Text provided:
########

As I meditate before I begin my day, I am trying to make sense to what the message was all about. I believe it was my ego. I have been pushing hard lately for change in myself, and sometimes when you so desperately want change, and want it RIGHT NOW, it will never happen. You simply cannot force change.
I have to quit playing my stupid damned story in my head: "I will be physically beat, or yelled at that I am stupid or worthless, or even worse, if I speak my truth, if I stand up for myself, or if I do anything for myself, that would be selfish, I have to just do what I am told, and directed to do. No one will ever love me because I am not perfect enough and they will abandon me like my parents did. I cannot do that because I will fail and people will laugh and throw it in my face, say I am so stupid. I will never be married, or in a long term relationship because I risk being hurt and vulnerable, and because of all the above, they will just abandon me when they find out who I truly am.... I will never make money because it is more than I deserve. I do not deserve to even be alive."
Can you believe this story? No wonder I struggle in EVERY area of my life. If I convince myself that I cannot do video's about my business because I don't want people to think I am an idiot, do you think they will give a damn about who I am, or my business or about my awesome equipment that could help them? HELL NO. Not when I am already failing myself before I even distribute a video.
How about that, "I do not even deserve to be alive." When you want to heal, you have to dive in deep, and I thought it was a forgotten thought, deep in the depths of Hell that I climbed out of. Many times I tried to rid this world of myself, Angels saved me, each and every time. One of those Angels being my child. Did I just tell you my truth?! Yes, Angels. Why do you think I have Angels tattooed on my forearm, to look cool? No. Those are a symbolic part of who I am. I was a "cutter" as a kid, and the Angels are the symbol of my salvation from the depths of that Hell.

########

Problems and tasks:
[A] Answer these from the reflection on self-talk above, one line each:
(i) According to the reflection, what can you not force?
(ii) What does the writer hold back from making about the business?
(iii) What is tattooed on the writer's forearm?
[B] Write a continuation of the reflection on self-talk, picking up right after its last sentence.

########

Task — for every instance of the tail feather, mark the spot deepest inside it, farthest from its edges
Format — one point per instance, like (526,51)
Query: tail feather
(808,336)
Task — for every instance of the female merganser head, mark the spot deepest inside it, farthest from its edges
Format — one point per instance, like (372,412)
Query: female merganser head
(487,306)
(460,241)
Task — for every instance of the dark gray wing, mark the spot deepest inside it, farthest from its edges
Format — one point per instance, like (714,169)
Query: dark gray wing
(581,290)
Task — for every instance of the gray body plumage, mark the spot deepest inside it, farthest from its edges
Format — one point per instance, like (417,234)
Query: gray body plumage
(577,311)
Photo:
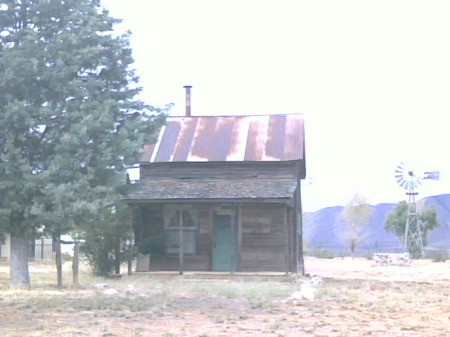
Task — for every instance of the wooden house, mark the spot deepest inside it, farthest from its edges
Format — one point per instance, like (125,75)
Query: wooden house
(223,194)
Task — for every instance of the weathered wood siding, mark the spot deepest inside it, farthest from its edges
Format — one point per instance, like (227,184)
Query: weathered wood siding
(150,221)
(263,238)
(222,170)
(266,233)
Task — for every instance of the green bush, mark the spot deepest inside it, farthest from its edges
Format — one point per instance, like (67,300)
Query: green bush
(324,254)
(441,255)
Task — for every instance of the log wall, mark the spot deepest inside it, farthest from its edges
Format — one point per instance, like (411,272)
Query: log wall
(265,232)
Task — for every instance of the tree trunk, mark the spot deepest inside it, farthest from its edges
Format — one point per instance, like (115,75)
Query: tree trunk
(58,261)
(117,257)
(19,274)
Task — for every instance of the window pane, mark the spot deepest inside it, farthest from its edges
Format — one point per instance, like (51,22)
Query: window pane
(173,242)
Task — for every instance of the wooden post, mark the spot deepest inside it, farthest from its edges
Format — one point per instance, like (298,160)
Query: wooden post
(181,250)
(233,243)
(299,228)
(59,261)
(75,263)
(288,241)
(130,243)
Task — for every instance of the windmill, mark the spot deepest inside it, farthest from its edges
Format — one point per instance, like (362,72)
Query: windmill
(411,180)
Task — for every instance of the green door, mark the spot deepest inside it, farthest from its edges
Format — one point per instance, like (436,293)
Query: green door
(225,252)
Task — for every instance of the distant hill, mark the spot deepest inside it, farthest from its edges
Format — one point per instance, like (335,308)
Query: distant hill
(321,228)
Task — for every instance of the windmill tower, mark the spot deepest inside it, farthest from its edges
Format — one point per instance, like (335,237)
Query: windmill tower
(411,181)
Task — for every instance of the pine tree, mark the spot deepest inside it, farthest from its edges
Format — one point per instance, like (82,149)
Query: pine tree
(396,223)
(70,123)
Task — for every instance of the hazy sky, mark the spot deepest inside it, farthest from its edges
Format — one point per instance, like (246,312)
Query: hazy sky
(371,77)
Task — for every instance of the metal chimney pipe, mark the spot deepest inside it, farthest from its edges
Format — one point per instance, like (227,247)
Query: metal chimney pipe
(188,100)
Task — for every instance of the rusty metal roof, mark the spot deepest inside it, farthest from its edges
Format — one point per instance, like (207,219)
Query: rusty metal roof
(213,189)
(229,138)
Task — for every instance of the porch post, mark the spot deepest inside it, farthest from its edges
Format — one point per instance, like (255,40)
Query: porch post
(181,250)
(288,241)
(299,228)
(233,220)
(130,244)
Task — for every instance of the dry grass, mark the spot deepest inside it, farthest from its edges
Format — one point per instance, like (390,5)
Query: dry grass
(355,299)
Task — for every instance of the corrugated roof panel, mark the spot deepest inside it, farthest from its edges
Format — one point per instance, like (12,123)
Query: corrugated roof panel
(229,138)
(203,145)
(294,138)
(184,141)
(168,141)
(222,139)
(238,140)
(257,138)
(275,138)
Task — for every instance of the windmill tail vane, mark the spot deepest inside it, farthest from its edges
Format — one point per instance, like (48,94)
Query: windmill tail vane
(410,180)
(433,175)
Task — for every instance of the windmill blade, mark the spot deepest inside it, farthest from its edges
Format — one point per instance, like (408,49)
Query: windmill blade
(433,175)
(400,179)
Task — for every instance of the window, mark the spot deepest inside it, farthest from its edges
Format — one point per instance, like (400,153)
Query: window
(187,218)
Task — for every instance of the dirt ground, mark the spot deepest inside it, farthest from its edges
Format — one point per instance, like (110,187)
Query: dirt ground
(355,298)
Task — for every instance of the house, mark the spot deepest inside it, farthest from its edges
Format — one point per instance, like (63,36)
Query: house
(223,194)
(38,249)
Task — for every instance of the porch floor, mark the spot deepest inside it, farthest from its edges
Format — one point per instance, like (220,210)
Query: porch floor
(222,275)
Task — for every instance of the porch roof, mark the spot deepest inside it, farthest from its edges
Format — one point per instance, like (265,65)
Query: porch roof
(152,191)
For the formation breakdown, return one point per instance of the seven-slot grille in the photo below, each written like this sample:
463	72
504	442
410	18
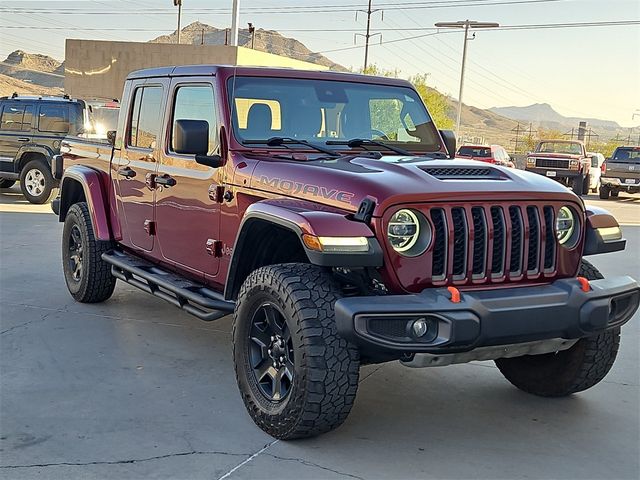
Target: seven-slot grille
552	163
475	243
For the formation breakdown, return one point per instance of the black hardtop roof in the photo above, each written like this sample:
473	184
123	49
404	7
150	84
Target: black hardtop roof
206	70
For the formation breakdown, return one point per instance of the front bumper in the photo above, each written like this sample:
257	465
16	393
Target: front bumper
507	316
559	172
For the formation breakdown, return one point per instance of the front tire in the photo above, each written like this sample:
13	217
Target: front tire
297	377
569	371
88	277
37	182
6	183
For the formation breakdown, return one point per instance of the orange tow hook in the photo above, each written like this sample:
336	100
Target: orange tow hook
584	284
455	294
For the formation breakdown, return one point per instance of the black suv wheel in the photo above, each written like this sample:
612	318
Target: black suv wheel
562	373
37	182
297	377
88	277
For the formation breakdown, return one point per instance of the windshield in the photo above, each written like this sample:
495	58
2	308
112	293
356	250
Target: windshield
484	152
560	147
627	155
321	111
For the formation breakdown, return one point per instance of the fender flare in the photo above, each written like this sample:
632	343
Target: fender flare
301	218
602	232
90	182
32	148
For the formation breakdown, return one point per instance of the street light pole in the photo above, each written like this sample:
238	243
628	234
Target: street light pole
178	3
235	19
466	24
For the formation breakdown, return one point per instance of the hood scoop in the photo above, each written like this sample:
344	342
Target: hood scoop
463	173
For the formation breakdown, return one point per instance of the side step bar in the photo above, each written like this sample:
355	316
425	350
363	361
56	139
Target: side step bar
193	298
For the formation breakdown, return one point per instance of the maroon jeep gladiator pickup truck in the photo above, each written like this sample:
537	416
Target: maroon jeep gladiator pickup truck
326	213
566	161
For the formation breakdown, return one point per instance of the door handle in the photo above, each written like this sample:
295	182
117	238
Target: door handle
126	172
165	180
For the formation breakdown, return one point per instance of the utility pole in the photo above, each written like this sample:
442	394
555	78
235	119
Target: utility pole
235	19
369	11
178	3
466	25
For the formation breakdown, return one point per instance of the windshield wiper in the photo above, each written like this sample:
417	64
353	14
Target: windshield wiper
280	141
359	142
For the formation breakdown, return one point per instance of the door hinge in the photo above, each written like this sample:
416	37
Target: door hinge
216	193
150	227
214	247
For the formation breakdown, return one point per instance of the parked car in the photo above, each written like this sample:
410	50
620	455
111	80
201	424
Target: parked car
336	237
31	129
621	172
485	153
563	160
597	159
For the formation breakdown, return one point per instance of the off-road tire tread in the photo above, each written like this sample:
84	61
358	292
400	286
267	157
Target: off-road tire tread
587	362
330	364
100	283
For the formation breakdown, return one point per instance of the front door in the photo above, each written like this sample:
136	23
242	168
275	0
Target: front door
137	164
187	213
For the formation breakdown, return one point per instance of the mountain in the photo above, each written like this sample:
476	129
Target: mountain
544	115
268	41
34	68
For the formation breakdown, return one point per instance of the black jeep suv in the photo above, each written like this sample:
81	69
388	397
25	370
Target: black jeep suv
31	129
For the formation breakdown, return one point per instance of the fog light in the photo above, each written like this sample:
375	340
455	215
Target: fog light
420	327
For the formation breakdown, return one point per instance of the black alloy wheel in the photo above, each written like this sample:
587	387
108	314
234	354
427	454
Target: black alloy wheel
271	352
76	251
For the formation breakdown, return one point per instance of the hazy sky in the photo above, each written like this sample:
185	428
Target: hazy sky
589	72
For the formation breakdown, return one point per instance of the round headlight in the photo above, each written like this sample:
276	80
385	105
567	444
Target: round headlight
565	225
409	232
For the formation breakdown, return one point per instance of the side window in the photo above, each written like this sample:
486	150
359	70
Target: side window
12	117
28	117
146	117
53	118
195	102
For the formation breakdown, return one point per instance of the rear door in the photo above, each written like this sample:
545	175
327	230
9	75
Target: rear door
15	131
625	165
137	162
187	213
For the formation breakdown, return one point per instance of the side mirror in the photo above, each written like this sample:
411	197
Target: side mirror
449	138
111	137
191	137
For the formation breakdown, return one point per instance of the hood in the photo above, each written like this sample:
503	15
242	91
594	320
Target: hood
394	180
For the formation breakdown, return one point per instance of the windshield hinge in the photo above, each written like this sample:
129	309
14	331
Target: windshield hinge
365	210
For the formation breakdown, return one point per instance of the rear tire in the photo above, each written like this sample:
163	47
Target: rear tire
284	318
88	277
577	184
37	182
569	371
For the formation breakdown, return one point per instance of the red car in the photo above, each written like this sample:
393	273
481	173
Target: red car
486	153
323	210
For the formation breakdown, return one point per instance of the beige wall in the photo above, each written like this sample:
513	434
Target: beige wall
98	68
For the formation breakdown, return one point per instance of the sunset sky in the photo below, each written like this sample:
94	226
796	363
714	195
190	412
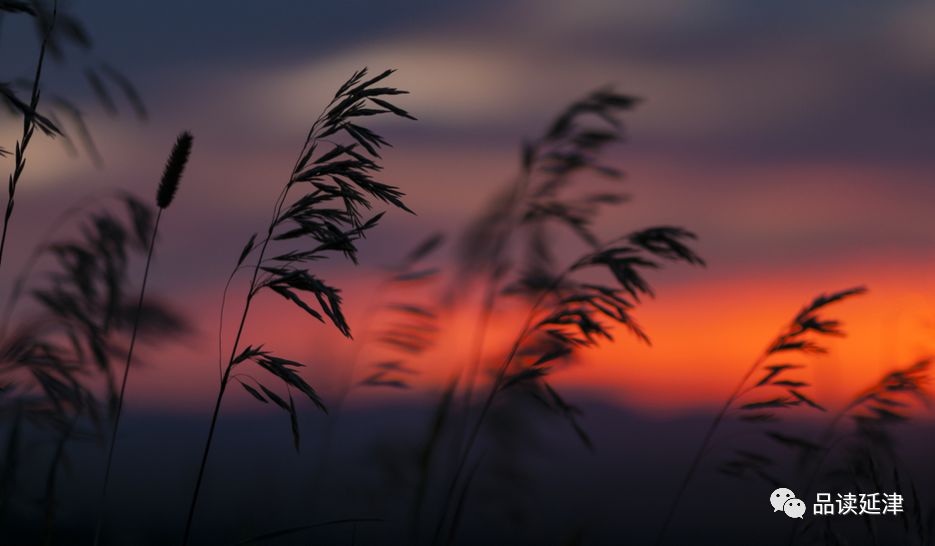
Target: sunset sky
795	138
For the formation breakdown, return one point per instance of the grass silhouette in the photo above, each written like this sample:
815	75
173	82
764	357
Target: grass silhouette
797	337
168	186
70	327
328	219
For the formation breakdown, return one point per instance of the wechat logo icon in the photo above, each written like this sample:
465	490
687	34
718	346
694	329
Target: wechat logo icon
783	500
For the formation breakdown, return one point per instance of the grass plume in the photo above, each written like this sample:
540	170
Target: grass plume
799	336
328	218
171	178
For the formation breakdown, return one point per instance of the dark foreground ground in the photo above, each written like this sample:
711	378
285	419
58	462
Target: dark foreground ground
547	488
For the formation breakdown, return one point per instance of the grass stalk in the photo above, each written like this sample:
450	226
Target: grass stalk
29	127
167	188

########

Task responses:
[A]
(i) Change.
(ii) Videos.
(iii) Angels.

[B]
Who says I don't deserve anyway!?? God? Hell no, God made me perfect. It is what I have convinced myself over and over as a child into adulthood because of the way I was treated. I was abused, abandoned, neglected, and emotionally beat down. This is exactly what I know to do to myself, everyday, because it is what I thought I deserved. It is comfortable, a stupid story that I hang on to because I have not let go. Well today, I am cleaning house of that horrible, traumatic story because I DO DESERVE a life that I dream. I will have the life full of abundance, love, joy, and peace. I will love myself and those around me unconditionally. I will live the life I have always deserved.
What an incredible Soul break-through.....
Wednesday I had a kick-butt workout! Legs/Chest/Tricep:
5lb Dumbbells 3@12 reps:
Ball Wall Squats
Single arm Tricep crossovers
Kettlebell Swing 9lb's 3@12 reps
Kettlebell overhead tricep press 9lb's 3@12 reps
PurMotion Sling Push-ups 3@12
Bench Step-ups 3@12 each leg
15lb bar 3@12 reps:
Narrow chest press
PurMotion WarHammer 7lb bar 2@12 reps
Single arm wide shoulder fly's
Leg Extension/Hamstring Curl Machine 3@12 reps
Medium heavy band: chest press & tricep kickbacks
I will be completely honest, my nutrition has been out of sorts for two days. I haven't had any candy, just cookies....
It is Thursday evening and I log this journal entry early because I will be opening my gym at 5:00 am, and with my incredible break through and exposure to you, I had to get it done.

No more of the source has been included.